--- Fragment tekstu ---
Przewoz roweru pociagiem
Przewoz roweru pociagiem
Witam. chcialbym wybrac sie w niedziele do znajomej do katowic z rowerem. co powiniem zrobic zeby przewiezc rower ze soba? czy wie ktos jakie sa ceny biletow na przewoz roweru? jakim pociagiem moge go przewiezc. dodam ze wyjezdzam ze stacji krzeszowice(pomiedzy krakowem a katowicami)
Pozdrawiam Krzysiek :D
Szczerze to najwygodniejsze i najpewniejsze jeżeli chodzi o miejsce na przewóz bika to są nasze nieśmiertelne pszczółki. Przedział dla podróżnych z większym bagażem ręcznym i czego więcej potrzeba, a jeżeli chodzi o konduktorów, wystarczy podejść do niego i się po prostu zapytać, gdzie on by widział ten rower (mówię tu o wagonach z przedziałami). Nic nas to nie kosztuje, a zazwyczaj jeszcze pomogą, a raczej na pewno nie będą robić kłopotu.
--- Dostarczone dane ---
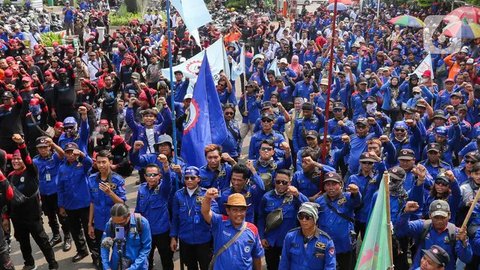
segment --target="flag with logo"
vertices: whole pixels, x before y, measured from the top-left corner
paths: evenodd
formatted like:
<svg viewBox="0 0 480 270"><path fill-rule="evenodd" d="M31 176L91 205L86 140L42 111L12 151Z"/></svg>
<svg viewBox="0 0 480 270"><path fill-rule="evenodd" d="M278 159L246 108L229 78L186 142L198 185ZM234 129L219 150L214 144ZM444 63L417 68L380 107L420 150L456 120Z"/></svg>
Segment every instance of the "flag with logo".
<svg viewBox="0 0 480 270"><path fill-rule="evenodd" d="M413 73L417 74L419 78L422 77L423 73L427 70L430 70L430 74L432 74L432 80L434 79L433 75L433 64L432 64L432 55L428 53L428 55L423 59L423 61L418 65Z"/></svg>
<svg viewBox="0 0 480 270"><path fill-rule="evenodd" d="M183 125L181 156L185 163L201 167L206 159L207 144L222 144L227 137L227 127L213 81L207 56L204 56L193 97Z"/></svg>
<svg viewBox="0 0 480 270"><path fill-rule="evenodd" d="M377 200L373 207L367 230L363 237L362 248L358 254L355 270L386 270L392 267L391 250L389 244L390 232L387 212L390 211L387 200L387 191L385 189L385 176L378 189Z"/></svg>

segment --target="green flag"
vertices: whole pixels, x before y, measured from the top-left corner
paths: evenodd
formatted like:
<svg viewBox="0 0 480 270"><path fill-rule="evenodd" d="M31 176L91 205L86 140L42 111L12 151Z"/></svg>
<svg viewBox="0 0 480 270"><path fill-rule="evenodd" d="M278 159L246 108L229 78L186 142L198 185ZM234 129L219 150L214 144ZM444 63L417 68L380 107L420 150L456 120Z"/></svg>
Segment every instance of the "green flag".
<svg viewBox="0 0 480 270"><path fill-rule="evenodd" d="M388 231L390 215L387 215L390 207L384 181L386 181L385 177L378 189L377 200L368 221L355 270L386 270L392 266Z"/></svg>

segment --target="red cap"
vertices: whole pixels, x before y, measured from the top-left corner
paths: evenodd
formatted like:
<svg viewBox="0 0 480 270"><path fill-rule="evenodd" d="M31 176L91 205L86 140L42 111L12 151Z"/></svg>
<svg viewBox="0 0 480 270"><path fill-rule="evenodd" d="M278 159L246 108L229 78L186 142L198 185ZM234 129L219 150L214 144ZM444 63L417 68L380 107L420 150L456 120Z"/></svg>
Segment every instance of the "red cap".
<svg viewBox="0 0 480 270"><path fill-rule="evenodd" d="M422 74L422 77L431 78L432 77L432 72L430 70L425 70Z"/></svg>
<svg viewBox="0 0 480 270"><path fill-rule="evenodd" d="M62 122L56 122L54 127L55 128L63 128L63 123Z"/></svg>
<svg viewBox="0 0 480 270"><path fill-rule="evenodd" d="M107 119L100 119L100 122L99 122L99 124L100 124L100 125L107 125L107 126L109 126L109 125L110 125L110 123L108 122L108 120L107 120Z"/></svg>

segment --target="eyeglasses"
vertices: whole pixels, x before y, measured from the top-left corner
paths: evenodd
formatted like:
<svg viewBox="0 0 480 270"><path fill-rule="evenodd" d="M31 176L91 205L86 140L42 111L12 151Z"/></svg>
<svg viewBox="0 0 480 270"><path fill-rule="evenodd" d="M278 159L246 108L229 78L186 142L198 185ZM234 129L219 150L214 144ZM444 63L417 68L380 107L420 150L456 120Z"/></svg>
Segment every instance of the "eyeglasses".
<svg viewBox="0 0 480 270"><path fill-rule="evenodd" d="M373 162L370 162L370 161L360 161L360 163L365 165L373 165Z"/></svg>
<svg viewBox="0 0 480 270"><path fill-rule="evenodd" d="M313 219L312 216L310 216L309 214L306 214L306 213L299 213L297 215L297 218L298 218L298 220L311 220L311 219Z"/></svg>
<svg viewBox="0 0 480 270"><path fill-rule="evenodd" d="M275 180L275 184L277 185L288 185L288 181L285 181L285 180Z"/></svg>

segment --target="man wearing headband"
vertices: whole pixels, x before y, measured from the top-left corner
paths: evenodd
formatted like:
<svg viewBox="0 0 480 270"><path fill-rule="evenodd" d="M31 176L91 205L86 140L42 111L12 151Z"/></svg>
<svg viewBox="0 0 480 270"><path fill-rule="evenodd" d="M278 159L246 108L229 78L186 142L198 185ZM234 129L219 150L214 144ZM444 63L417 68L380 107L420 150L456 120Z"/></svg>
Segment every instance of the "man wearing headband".
<svg viewBox="0 0 480 270"><path fill-rule="evenodd" d="M285 236L279 269L335 269L333 240L317 227L319 205L305 202L298 210L300 228Z"/></svg>
<svg viewBox="0 0 480 270"><path fill-rule="evenodd" d="M170 249L175 252L180 241L180 256L188 269L208 269L212 258L212 233L201 213L206 188L200 187L200 170L189 166L184 173L185 187L173 198ZM218 212L217 203L212 209ZM178 239L178 241L177 241Z"/></svg>

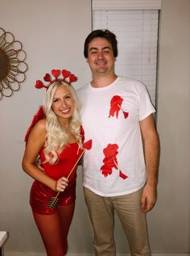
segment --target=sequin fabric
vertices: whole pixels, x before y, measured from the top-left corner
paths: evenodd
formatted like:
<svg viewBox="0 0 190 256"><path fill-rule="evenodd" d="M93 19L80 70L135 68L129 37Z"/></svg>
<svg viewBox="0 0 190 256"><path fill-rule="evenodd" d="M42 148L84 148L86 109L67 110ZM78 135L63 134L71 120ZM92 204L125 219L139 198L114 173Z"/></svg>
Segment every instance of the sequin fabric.
<svg viewBox="0 0 190 256"><path fill-rule="evenodd" d="M81 149L79 152L77 151L78 145L76 143L69 144L59 156L57 164L53 166L48 163L43 164L46 174L55 180L58 180L63 176L67 177L82 153ZM45 158L43 149L40 152L40 156L42 162L43 162ZM54 209L47 208L47 204L52 196L56 195L57 192L53 191L41 183L35 181L31 186L30 194L30 204L32 211L43 215L54 214L57 212L57 207L65 206L74 202L76 199L76 167L69 177L69 183L65 191L59 194L58 204Z"/></svg>

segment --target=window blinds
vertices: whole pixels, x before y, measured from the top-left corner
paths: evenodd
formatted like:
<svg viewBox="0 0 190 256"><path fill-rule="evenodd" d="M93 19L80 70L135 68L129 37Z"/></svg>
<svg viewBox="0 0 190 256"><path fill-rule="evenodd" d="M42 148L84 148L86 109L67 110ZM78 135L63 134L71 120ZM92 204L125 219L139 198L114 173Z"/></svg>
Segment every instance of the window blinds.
---
Zadania do wykonania:
[a] Przepisz z tekstu o przewozie roweru pociągiem fragment od słów „Pozdrawiam Krzysiek :D” do słów „będą robić kłopotu.”, włącznie z nimi.
[b] Proszę przekształcić w tabelę Markdown z kolumnami Nr i Treść tylko te wiersze rekordów, które biegną od wiersza zawierającego „segment --target=sequin fabric” do końca rekordów, oba krańce włącznie. Puste wiersze pomiń.

Odpowiedzi końcowe:
[a]
Pozdrawiam Krzysiek :D
Szczerze to najwygodniejsze i najpewniejsze jeżeli chodzi o miejsce na przewóz bika to są nasze nieśmiertelne pszczółki. Przedział dla podróżnych z większym bagażem ręcznym i czego więcej potrzeba, a jeżeli chodzi o konduktorów, wystarczy podejść do niego i się po prostu zapytać, gdzie on by widział ten rower (mówię tu o wagonach z przedziałami). Nic nas to nie kosztuje, a zazwyczaj jeszcze pomogą, a raczej na pewno nie będą robić kłopotu.

[b]
| Nr | Treść |
|---|---|
| 1 | segment --target=sequin fabric |
| 2 | vertices: whole pixels, x before y, measured from the top-left corner |
| 3 | paths: evenodd |
| 4 | formatted like: |
| 5 | <svg viewBox="0 0 190 256"><path fill-rule="evenodd" d="M93 19L80 70L135 68L129 37Z"/></svg> |
| 6 | <svg viewBox="0 0 190 256"><path fill-rule="evenodd" d="M42 148L84 148L86 109L67 110ZM78 135L63 134L71 120ZM92 204L125 219L139 198L114 173Z"/></svg> |
| 7 | Segment every instance of the sequin fabric. |
| 8 | <svg viewBox="0 0 190 256"><path fill-rule="evenodd" d="M81 149L79 152L77 151L78 145L76 143L69 144L59 156L57 164L53 166L48 163L43 164L46 174L55 180L58 180L63 176L67 177L82 153ZM45 158L43 149L40 152L40 156L42 162L43 162ZM54 209L47 208L47 204L52 196L56 195L57 192L53 191L41 183L35 181L31 186L30 194L30 204L32 211L43 215L54 214L57 212L57 207L65 206L74 202L76 199L76 167L69 177L69 183L65 191L59 194L58 204Z"/></svg> |
| 9 | segment --target=window blinds |
| 10 | vertices: whole pixels, x before y, measured from the top-left corner |
| 11 | paths: evenodd |
| 12 | formatted like: |
| 13 | <svg viewBox="0 0 190 256"><path fill-rule="evenodd" d="M93 19L80 70L135 68L129 37Z"/></svg> |
| 14 | <svg viewBox="0 0 190 256"><path fill-rule="evenodd" d="M42 148L84 148L86 109L67 110ZM78 135L63 134L71 120ZM92 204L125 219L139 198L114 173Z"/></svg> |
| 15 | Segment every instance of the window blinds. |